- Blok Teks:

▼▼▼

Kakao dari tanah Papua menyimpan harta karun besar, yakni cita rasanya. Hutan yang masih terjaga berperan besar untuk menyuntikkan sari-sarinya pada biji buah tropis itu. Cerita inilah yang hendak disebarkan, yakni cerita tentang kualitas yang melampaui batas kuantitas.
Ada puluhan keping cokelat terhidang di Pipiltin Cocoa, Jakarta Selatan, Jumat (15/3/2019). Setiap cokelat diberi label sesuai dengan asal bahan bakunya. Ada cokelat dari kakao Tabanan (Bali), Tanazozo (Flores), Bireun (Aceh), Manokwari (Papua Barat), dan Jayapura (Papua). Cokelat-cokelat itu kemudian dicicipi para penikmat yang hadir pada sesi private single origin chocolate tasting siang itu.
Cokelat Manokwari dan Jayapura yang paling banyak mendapat decak kagum. Bahkan, ada yang mesem-mesem dan geleng-geleng kepala sambil makan cokelat. ”Wah, gila. Ini enak banget,” katanya setelah cokelat di mulutnya lumer.
Walaupun sama-sama dari tanah Papua, cokelat Manokwari dan Jayapura memiliki rasa berbeda. Cokelat Manokwari terasa lebih tajam daripada Jayapura. Ada spektrum rasa yang lebih kompleks dari sekadar rasa asam dan lembut.
Di sisi lain, cokelat Manokwari lebih cepat meleleh ketimbang cokelat Jayapura. Menurut co-founder Pipiltin Cocoa, Irvan Helmi, cokelat itu lebih cepat lumer karena lemak kakao (cocoa butter) yang dikandung lebih banyak.
”Ada banyak hutan di Papua. Itu sebabnya, rasa kakao Papua sangat berbeda dengan kakao dari daerah lain. Kami ingin mengangkat cita rasanya,” kata Program Officer Coffee and Cocoa Yayasan Inisiatif Dagang Hijau Melati.
Deforestasi
Konon, masih banyak wilayah hutan di tanah Papua yang belum terjamah manusia. Hutan tropis Papua merupakan benteng terakhir untuk melindungi kekayaan hayati tropis Indonesia. Pemerintah bahkan mengandalkan hutan Papua dan Papua Barat untuk menurunkan emisi gas rumah kaca.
Kenyataannya, hutan tropis di timur Indonesia itu terancam deforestasi. Pada 2017, luas hutan di Papua-Papua Barat adalah 29,4 juta hektar atau setara dengan 35 persen total luas hutan Indonesia. Namun, laju rata-rata deforestasi di sana mencapai 436.000 hektar per tahun (Kompas, 3/12/2017).

▲▲▲

- Tugas 1: Sunting teks tentang kakao Papua pada bentangan dari "Cokelat Manokwari dan Jayapura yang" sampai dengan "Dagang Hijau Melati.", lalu tuliskan kembali bagian itu dengan "decak kagum" diganti menjadi "pujian".

- Data Tercatat:
▼▼▼

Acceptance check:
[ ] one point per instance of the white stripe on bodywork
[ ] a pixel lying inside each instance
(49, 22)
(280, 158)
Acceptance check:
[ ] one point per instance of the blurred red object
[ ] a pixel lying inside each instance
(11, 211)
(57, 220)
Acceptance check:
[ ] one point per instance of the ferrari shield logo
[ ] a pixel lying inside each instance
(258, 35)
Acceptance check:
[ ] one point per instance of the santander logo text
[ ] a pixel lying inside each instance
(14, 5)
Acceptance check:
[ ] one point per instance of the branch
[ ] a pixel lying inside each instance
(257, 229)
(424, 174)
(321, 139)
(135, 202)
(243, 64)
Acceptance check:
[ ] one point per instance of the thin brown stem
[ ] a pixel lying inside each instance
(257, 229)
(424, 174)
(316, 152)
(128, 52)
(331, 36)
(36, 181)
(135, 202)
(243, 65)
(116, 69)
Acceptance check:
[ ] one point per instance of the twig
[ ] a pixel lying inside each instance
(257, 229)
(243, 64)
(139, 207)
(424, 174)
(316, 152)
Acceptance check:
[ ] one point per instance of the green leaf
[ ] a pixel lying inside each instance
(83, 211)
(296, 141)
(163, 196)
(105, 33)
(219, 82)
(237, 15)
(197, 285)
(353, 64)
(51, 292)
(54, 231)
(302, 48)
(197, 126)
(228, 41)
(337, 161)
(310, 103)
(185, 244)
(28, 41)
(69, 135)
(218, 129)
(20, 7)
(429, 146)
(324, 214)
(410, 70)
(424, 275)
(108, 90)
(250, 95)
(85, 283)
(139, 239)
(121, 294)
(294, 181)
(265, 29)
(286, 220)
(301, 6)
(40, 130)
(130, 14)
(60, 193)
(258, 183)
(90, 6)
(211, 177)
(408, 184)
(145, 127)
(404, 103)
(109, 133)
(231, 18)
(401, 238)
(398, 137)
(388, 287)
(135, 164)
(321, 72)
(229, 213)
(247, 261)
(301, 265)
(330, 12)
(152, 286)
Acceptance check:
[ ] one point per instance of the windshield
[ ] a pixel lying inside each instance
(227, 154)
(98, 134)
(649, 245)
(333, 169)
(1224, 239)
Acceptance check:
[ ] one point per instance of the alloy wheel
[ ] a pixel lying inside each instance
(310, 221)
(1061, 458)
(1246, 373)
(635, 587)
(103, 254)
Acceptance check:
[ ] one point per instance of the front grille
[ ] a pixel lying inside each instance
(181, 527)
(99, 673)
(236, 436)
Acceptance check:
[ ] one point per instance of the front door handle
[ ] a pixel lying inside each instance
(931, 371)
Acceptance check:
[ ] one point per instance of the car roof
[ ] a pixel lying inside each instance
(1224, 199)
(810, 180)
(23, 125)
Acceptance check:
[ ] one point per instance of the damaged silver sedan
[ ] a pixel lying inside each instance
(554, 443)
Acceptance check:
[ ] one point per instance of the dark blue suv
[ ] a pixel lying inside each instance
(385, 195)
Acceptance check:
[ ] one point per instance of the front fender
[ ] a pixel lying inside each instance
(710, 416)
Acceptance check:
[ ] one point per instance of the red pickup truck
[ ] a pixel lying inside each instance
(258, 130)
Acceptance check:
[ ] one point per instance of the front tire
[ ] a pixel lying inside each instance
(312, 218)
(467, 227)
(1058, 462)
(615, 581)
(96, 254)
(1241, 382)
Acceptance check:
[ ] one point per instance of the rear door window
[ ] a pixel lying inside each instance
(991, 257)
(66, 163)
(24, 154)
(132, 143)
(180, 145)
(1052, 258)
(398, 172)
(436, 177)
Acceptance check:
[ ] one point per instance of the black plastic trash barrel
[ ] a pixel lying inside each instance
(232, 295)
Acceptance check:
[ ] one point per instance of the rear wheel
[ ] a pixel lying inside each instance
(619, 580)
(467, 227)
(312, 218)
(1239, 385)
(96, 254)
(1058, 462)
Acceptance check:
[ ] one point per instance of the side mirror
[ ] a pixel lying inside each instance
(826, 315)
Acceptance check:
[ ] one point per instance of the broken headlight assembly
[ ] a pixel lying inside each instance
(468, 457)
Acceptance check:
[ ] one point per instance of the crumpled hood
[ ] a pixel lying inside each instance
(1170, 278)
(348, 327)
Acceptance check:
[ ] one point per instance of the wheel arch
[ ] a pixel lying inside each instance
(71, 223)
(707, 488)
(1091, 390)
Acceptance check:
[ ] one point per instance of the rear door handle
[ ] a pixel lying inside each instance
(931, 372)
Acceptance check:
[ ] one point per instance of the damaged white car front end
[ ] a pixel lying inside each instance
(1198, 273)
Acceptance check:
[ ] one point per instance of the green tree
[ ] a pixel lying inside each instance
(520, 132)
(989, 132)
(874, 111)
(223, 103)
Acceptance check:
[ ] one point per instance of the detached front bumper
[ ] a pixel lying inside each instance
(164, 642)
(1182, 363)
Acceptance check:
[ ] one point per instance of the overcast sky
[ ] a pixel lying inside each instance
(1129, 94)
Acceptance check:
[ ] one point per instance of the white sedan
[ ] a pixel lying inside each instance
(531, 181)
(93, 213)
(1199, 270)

▲▲▲

- Tugas 2: Tampilkan setiap baris daftar yang memuat kata "front". Perbedaan huruf besar dan huruf kecil diperhitungkan.

- Hasil Latihan 1:
Cokelat Manokwari dan Jayapura yang paling banyak mendapat pujian. Bahkan, ada yang mesem-mesem dan geleng-geleng kepala sambil makan cokelat. ”Wah, gila. Ini enak banget,” katanya setelah cokelat di mulutnya lumer.
Walaupun sama-sama dari tanah Papua, cokelat Manokwari dan Jayapura memiliki rasa berbeda. Cokelat Manokwari terasa lebih tajam daripada Jayapura. Ada spektrum rasa yang lebih kompleks dari sekadar rasa asam dan lembut.
Di sisi lain, cokelat Manokwari lebih cepat meleleh ketimbang cokelat Jayapura. Menurut co-founder Pipiltin Cocoa, Irvan Helmi, cokelat itu lebih cepat lumer karena lemak kakao (cocoa butter) yang dikandung lebih banyak.
”Ada banyak hutan di Papua. Itu sebabnya, rasa kakao Papua sangat berbeda dengan kakao dari daerah lain. Kami ingin mengangkat cita rasanya,” kata Program Officer Coffee and Cocoa Yayasan Inisiatif Dagang Hijau Melati.

- Hasil Latihan 2:
[ ] one point per instance of the front grille
[ ] one point per instance of the front door handle
[ ] one point per instance of the front fender
[ ] one point per instance of the front tire
[ ] one point per instance of the damaged white car front end
[ ] one point per instance of the detached front bumper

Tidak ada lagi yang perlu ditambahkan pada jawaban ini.